- Что сделать:
A - Чей голос звал со двора ужинать в цитате, с которой начинается отрывок о деревне?
B - Продолжите отрывок о деревне с места, на котором он заканчивается.

- Текст для чтения:

* * *

«В той деревне остался порыв ветра, ударявший в открытую грудь, родники и холодные, быстрые речки, грозди перезревшей малины в прогалинах, пересохшие глиняные тропинки; остался там и удаляющийся топот лосиных копыт, лисьи норы, прикрытые слоем жухлых листьев, тенистые заболоченные низины и солнечные, полные бабочек, лужайки, поросшие орешником высокие холмы, заросли папоротника, внезапная прохлада сумерек, когда дорогу преграждали желтые полосы теней, и голос тетки, зовущей со двора ужинать; осталось и веснушчатое лицо соседского мальчугана, и льняные, растрепанные ветром волосы двоюродной сестренки Юзукаса…»
Сколько здесь очевидного беспорядка, хаоса, как «не хватает» сознательной, жесткой логичности в изложении деталей, своего рода драматургии, ведущей от завязки к кульминации! Все здесь одинаково важно, ничто не ищет себе наиболее подходящего места, а застывает там, куда занесло, как ветром, порывом воспоминаний. Можно только догадываться, как выглядел бы этот абзац, если бы подобный материал был подан со всякими литературными ухищрениями, как «набухла» бы каждая деталь, превращаясь в отдельный красивый образ. Ведь за «удаляющимся топотом лосиных копыт», за «внезапной прохладой сумерек», за «веснушчатым лицом соседского мальчугана», за всеми перечисленными деталями ощущается определённый сюжет, самостоятельная маленькая драма, целый мир.

* * *

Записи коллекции
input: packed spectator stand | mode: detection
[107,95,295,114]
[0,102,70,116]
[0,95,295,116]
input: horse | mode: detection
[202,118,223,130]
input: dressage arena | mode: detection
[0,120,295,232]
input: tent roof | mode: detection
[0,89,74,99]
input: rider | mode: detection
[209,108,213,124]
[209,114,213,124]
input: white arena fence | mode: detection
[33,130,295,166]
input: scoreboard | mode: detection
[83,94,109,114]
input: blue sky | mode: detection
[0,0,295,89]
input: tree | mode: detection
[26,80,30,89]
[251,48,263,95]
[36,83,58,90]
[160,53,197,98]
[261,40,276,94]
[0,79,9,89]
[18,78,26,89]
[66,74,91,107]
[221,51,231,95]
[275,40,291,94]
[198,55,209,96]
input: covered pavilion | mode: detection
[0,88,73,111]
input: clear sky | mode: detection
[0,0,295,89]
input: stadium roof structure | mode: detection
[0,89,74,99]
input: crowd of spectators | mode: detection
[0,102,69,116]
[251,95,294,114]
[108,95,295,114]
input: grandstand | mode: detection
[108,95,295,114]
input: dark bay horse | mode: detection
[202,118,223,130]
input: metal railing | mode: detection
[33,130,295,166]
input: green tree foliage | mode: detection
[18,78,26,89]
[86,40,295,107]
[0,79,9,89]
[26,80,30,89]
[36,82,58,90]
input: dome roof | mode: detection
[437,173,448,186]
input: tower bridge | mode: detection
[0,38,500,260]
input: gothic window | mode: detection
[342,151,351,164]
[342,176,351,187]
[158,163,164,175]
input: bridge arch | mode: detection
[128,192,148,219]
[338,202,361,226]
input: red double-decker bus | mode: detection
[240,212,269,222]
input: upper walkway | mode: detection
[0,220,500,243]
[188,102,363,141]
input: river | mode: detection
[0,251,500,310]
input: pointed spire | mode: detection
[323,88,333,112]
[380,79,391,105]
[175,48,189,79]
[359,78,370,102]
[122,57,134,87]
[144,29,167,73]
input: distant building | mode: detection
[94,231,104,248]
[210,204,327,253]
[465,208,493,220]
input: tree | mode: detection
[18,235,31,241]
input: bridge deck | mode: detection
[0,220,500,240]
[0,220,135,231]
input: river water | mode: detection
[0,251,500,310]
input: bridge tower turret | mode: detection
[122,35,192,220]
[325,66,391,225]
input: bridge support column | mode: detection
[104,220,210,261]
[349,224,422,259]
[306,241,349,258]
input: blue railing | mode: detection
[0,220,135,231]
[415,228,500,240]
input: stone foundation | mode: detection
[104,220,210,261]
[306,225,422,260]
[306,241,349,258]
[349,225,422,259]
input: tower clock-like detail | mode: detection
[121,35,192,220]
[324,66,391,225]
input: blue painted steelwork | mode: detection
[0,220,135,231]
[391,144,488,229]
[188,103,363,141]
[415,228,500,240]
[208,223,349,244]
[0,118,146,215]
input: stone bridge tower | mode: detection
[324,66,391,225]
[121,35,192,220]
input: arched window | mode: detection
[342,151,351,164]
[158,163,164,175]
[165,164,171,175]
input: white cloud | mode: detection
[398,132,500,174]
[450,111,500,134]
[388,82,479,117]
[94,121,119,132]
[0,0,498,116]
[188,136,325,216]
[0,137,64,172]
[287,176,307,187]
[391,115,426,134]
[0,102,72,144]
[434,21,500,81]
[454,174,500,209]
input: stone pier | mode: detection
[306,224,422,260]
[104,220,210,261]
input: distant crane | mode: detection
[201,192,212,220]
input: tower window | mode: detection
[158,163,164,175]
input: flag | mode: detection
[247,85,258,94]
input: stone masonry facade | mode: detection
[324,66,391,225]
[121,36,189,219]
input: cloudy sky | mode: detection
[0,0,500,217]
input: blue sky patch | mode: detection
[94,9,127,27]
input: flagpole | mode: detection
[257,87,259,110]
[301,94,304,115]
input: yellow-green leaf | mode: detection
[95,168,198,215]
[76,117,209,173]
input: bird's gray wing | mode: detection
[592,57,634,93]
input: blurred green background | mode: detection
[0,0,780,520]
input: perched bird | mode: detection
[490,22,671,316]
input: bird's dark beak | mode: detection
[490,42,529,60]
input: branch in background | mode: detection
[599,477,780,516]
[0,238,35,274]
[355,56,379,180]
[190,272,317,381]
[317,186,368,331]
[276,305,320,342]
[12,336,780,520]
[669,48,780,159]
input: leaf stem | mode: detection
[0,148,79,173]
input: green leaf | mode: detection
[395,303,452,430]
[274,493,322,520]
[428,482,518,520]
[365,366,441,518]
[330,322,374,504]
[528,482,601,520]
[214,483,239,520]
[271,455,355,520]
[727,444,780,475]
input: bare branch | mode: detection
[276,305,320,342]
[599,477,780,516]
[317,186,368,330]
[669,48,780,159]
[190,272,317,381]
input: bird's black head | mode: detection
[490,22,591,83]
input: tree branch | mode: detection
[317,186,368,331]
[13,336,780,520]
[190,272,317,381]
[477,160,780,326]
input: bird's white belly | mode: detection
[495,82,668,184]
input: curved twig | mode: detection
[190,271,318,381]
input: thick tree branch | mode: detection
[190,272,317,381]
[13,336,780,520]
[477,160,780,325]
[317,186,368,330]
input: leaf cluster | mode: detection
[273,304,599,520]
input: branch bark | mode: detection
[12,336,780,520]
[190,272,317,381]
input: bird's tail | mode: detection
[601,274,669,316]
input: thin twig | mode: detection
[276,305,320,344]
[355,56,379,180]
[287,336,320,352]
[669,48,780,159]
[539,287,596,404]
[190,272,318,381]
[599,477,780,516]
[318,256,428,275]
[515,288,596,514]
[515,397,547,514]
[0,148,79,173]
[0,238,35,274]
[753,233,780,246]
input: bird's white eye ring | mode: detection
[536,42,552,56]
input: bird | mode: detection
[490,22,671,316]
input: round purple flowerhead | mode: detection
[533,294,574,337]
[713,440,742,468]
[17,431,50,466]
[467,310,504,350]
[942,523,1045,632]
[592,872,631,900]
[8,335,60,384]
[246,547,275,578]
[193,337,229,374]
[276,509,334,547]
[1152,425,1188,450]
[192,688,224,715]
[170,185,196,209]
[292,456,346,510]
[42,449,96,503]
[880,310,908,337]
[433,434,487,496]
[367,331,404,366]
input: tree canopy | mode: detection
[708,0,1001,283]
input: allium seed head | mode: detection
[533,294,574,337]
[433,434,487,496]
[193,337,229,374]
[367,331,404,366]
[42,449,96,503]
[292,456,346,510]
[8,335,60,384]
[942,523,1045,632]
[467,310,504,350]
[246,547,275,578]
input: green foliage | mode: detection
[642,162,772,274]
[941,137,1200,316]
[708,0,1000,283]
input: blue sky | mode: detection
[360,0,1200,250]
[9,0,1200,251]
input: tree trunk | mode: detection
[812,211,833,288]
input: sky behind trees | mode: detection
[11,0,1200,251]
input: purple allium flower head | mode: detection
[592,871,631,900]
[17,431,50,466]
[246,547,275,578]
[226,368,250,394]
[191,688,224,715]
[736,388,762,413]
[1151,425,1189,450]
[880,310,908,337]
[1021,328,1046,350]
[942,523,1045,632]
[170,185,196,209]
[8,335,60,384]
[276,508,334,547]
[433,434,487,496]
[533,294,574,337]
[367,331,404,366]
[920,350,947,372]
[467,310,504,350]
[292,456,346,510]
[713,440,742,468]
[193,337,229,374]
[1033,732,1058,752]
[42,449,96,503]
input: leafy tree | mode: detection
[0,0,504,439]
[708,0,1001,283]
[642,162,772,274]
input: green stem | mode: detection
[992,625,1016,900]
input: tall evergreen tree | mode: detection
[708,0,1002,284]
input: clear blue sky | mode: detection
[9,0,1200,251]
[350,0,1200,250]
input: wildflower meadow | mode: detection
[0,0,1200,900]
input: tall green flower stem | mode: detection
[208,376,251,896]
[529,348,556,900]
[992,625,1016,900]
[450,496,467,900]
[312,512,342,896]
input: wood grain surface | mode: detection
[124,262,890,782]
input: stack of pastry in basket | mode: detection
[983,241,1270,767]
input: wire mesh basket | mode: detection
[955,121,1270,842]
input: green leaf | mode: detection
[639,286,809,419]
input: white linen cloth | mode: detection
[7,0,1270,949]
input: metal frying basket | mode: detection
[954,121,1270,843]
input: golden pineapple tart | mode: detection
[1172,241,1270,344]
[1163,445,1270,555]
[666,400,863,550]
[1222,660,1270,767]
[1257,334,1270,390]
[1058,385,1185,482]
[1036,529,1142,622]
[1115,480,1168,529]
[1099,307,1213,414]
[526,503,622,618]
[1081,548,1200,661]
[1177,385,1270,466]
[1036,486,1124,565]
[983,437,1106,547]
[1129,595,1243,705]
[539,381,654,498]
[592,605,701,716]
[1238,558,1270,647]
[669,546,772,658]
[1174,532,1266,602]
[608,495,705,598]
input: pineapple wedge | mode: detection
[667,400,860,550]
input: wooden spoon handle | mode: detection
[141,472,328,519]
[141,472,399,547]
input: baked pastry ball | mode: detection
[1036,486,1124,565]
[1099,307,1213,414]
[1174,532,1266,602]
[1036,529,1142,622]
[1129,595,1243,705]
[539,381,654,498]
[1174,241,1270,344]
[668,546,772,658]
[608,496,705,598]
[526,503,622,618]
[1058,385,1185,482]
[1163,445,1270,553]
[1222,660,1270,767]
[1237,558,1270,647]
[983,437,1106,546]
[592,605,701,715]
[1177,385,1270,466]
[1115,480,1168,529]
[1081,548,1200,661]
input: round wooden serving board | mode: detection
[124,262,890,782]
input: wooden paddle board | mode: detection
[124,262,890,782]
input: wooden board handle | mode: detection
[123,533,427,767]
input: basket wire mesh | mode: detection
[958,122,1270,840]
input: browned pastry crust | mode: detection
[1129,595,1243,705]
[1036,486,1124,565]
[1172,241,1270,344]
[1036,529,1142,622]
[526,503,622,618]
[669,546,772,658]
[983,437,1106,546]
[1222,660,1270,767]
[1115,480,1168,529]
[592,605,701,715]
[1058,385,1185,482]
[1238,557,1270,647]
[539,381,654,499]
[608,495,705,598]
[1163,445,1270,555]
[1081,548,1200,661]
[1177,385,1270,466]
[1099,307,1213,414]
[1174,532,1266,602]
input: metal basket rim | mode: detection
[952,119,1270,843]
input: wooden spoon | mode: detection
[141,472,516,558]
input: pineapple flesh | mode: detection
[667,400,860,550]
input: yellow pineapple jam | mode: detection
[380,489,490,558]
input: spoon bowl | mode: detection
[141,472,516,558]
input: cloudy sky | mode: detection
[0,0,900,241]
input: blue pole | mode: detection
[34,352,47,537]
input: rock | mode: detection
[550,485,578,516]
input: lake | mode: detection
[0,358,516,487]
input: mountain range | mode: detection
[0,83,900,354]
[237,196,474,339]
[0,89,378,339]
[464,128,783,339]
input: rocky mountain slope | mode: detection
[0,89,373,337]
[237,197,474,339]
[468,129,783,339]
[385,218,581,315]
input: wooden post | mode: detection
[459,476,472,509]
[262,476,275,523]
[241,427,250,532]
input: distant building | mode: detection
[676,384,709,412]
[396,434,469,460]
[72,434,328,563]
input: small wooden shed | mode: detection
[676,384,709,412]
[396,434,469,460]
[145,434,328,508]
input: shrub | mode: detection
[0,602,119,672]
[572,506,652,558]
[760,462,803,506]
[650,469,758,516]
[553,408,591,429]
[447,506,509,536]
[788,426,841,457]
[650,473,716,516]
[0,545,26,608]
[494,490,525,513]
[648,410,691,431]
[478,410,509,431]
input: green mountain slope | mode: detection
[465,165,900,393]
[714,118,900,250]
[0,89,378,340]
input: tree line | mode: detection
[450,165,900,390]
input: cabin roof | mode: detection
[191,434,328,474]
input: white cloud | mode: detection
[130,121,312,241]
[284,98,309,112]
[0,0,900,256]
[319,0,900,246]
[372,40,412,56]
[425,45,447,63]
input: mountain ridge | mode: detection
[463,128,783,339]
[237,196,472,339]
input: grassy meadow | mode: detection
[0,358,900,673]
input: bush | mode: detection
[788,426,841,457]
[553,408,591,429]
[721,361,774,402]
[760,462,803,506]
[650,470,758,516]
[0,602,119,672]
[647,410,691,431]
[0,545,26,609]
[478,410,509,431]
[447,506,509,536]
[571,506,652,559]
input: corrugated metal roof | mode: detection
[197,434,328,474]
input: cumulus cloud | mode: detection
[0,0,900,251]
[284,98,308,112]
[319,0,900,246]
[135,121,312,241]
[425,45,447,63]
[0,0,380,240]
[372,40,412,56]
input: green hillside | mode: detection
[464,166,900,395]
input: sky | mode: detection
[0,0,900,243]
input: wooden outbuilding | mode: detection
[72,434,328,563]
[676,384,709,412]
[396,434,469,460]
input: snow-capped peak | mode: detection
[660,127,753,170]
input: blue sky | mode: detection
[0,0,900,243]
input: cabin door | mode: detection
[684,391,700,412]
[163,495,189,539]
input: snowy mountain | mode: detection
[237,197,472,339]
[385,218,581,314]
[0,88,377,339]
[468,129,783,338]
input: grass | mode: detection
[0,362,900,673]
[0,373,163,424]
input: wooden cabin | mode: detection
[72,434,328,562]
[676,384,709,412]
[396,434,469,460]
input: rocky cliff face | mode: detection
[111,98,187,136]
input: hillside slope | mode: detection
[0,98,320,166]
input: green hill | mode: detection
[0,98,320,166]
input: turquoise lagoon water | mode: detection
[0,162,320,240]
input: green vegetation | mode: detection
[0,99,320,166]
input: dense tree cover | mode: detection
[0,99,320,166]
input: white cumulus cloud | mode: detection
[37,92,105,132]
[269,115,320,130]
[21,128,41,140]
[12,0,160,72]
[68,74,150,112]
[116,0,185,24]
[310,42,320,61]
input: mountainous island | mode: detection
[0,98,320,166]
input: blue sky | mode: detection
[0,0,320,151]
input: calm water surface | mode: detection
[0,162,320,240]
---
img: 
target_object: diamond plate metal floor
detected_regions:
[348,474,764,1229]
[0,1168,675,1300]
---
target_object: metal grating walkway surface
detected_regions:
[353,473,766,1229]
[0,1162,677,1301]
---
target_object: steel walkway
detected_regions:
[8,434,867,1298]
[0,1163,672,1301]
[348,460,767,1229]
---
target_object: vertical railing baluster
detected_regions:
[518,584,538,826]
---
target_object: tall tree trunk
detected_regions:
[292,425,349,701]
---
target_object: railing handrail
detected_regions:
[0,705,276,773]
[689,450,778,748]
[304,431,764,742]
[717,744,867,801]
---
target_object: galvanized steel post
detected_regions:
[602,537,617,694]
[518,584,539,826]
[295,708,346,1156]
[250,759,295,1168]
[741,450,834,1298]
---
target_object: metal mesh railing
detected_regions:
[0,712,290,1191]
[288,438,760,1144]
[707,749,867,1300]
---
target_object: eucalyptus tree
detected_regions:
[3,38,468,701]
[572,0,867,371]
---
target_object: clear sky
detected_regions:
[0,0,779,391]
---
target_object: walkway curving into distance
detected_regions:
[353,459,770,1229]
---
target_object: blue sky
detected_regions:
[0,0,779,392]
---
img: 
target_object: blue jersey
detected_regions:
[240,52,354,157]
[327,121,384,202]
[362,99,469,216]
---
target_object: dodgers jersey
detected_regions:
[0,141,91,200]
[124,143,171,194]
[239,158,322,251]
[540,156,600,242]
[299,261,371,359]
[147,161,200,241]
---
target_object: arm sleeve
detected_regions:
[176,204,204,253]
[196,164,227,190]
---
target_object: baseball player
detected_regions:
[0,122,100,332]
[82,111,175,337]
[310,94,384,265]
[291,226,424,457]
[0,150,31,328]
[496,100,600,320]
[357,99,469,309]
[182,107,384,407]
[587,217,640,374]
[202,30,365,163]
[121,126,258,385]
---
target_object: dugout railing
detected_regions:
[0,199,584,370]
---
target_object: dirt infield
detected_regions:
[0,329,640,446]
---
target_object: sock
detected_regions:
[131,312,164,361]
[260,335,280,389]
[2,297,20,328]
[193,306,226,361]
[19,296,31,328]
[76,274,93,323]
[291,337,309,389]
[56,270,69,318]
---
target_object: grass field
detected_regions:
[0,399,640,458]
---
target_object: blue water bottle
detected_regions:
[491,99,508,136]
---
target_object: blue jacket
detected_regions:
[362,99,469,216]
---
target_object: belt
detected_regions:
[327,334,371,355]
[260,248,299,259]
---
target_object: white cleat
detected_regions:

* * *

- Ответы:
A - Голос тетки.

B -
Не пускаясь в рассуждения о том, как соотносятся в романе детали, зафиксированные «с натуры», с деталями, рожденными воображением писателя, поделюсь лишь одним впечатлением. Каждый раз, встречая в романе деталь, виденную в жизни, не можешь надивиться ее достоверности, точности, лаконичности, — будь то несколько штрихов, рисующих стоящего перед зеркалом известного певца «с красным, изъеденным гримом лицом», или описание черемухи, уничтожаемой какими-то гусеницами. Этой подлинностью, этой точностью заслужив доверие читателя, автор ведет его за собой куда-то в глубину образа, от наблюдения к переживанию.
В тексте создается напряжение чувства и мысли, позволяющее автору передать словом редкое, неповторимое мгновение раскрытия души героя, всей его человеческой сути. Чувствуешь это и думаешь: вот что такое дыхание таланта, вдохновение, послушное художнику слово, через которое и реализуются все его творческие замыслы.
Повествователь и главный герой романа — одно лицо: Юозас Даукинтис, на два-три десятилетия отдалившийся от своего сиротского детства и абитуриентской юности, на десяток лет (или чуть меньше) — от своего студенчества, от первых творческих опытов, от времени написания диссертации. Из своих воспоминаний, размышлений, дневниковых записей сплетает он историю собственной жизни.
Во впечатлительное сознание юноши неизгладимо врезались воспоминания детства и отрочества, уже тогда взвешенные проницательным умом подростка, а сегодня дающие правдивый материал для серьезных раздумий о созревании человеческой души.
Рассказчик как бы постоянно координирует по крайней мере две различных временных плоскости: событий прошедших, воскрешаемых в памяти, и сегодняшних, совпадающих со временем повествования. Все, что пережито в юности, до сих пор так свежо и дорого, будто случилось вчера. И вместе с тем — проверено временем.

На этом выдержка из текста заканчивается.